--- TASK ---
Down to the last line, the material below should be reproduced exactly.

--- DATA LISTING ---
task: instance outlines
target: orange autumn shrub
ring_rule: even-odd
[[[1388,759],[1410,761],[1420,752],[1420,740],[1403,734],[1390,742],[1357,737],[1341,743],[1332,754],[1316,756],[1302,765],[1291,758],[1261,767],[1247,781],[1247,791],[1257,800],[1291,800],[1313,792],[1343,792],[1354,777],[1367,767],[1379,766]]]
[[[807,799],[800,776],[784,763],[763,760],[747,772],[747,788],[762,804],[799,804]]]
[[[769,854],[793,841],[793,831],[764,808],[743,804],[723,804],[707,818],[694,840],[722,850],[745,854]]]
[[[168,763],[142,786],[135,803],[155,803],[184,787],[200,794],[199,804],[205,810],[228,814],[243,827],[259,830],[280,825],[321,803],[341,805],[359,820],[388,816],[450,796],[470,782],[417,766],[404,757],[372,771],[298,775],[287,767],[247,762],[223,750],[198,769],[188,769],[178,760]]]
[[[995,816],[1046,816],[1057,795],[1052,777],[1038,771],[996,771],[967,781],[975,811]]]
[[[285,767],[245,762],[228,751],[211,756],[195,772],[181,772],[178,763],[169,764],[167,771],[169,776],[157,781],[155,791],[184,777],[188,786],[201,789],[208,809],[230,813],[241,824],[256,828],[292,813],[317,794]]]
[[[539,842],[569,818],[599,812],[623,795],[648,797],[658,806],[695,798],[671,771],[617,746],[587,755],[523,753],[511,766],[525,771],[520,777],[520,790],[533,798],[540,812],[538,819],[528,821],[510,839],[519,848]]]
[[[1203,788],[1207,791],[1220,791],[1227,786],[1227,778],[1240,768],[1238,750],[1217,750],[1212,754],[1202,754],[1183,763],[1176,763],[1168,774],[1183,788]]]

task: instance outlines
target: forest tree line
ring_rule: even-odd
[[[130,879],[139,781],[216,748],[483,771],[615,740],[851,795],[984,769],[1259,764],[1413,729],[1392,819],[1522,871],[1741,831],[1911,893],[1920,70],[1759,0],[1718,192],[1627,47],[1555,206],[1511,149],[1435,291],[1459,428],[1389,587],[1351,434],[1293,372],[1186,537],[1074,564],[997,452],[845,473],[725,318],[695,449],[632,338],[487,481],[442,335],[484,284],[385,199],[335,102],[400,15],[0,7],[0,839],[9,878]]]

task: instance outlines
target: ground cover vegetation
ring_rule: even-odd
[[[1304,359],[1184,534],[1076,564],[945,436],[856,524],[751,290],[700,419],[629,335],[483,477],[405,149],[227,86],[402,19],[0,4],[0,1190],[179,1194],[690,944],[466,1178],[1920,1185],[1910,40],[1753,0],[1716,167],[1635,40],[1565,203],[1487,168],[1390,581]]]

--- TASK SOLUTION ---
task: instance outlines
target: orange autumn shrub
ring_rule: even-odd
[[[1388,759],[1410,761],[1420,752],[1420,740],[1403,734],[1390,742],[1357,737],[1341,743],[1332,754],[1316,756],[1302,765],[1291,758],[1261,767],[1247,781],[1247,791],[1257,800],[1291,800],[1313,792],[1343,792],[1354,777],[1367,767],[1379,766]]]
[[[807,799],[800,776],[784,763],[763,760],[747,772],[747,788],[762,804],[799,804]]]
[[[769,854],[793,841],[793,831],[764,808],[743,804],[723,804],[707,818],[694,840],[722,850],[745,854]]]
[[[168,763],[142,786],[135,803],[155,803],[184,787],[200,794],[199,804],[205,810],[228,814],[243,827],[259,830],[280,825],[321,803],[341,805],[359,820],[388,816],[450,796],[470,782],[417,766],[404,757],[372,771],[298,775],[287,767],[247,762],[223,750],[198,769],[188,769],[178,760]]]
[[[995,816],[1046,816],[1057,795],[1052,777],[1038,771],[996,771],[967,781],[975,811]]]
[[[285,767],[245,762],[228,751],[211,756],[195,772],[181,772],[178,763],[169,764],[167,771],[169,776],[157,781],[155,791],[184,777],[188,786],[201,789],[208,809],[230,813],[241,824],[256,828],[292,813],[317,794]]]
[[[539,842],[569,818],[599,812],[623,795],[648,797],[658,806],[695,798],[671,771],[617,746],[587,755],[523,753],[511,766],[525,771],[520,777],[520,790],[533,798],[540,812],[538,819],[528,821],[510,839],[519,848]]]
[[[1203,788],[1207,791],[1220,791],[1227,786],[1227,778],[1240,768],[1238,750],[1217,750],[1212,754],[1202,754],[1183,763],[1176,763],[1168,774],[1183,788]]]

task: instance outlines
target: forest tree line
ring_rule: even-odd
[[[130,879],[139,781],[216,748],[483,771],[615,740],[851,795],[984,769],[1259,764],[1413,729],[1392,819],[1522,871],[1741,831],[1911,893],[1920,70],[1759,0],[1718,192],[1627,47],[1555,206],[1511,149],[1435,291],[1459,428],[1389,587],[1351,434],[1293,372],[1186,537],[1074,564],[997,452],[845,473],[725,318],[695,449],[632,338],[487,481],[442,335],[484,284],[385,199],[335,102],[400,15],[0,7],[0,839],[9,878]]]

task: instance outlines
target: ground cover vegetation
ring_rule: even-odd
[[[1304,359],[1184,534],[1076,564],[945,436],[856,524],[751,290],[700,419],[629,335],[483,477],[405,149],[227,86],[402,19],[0,4],[0,1190],[179,1194],[690,944],[466,1178],[1920,1185],[1910,40],[1753,0],[1716,167],[1635,40],[1565,203],[1487,168],[1390,581]]]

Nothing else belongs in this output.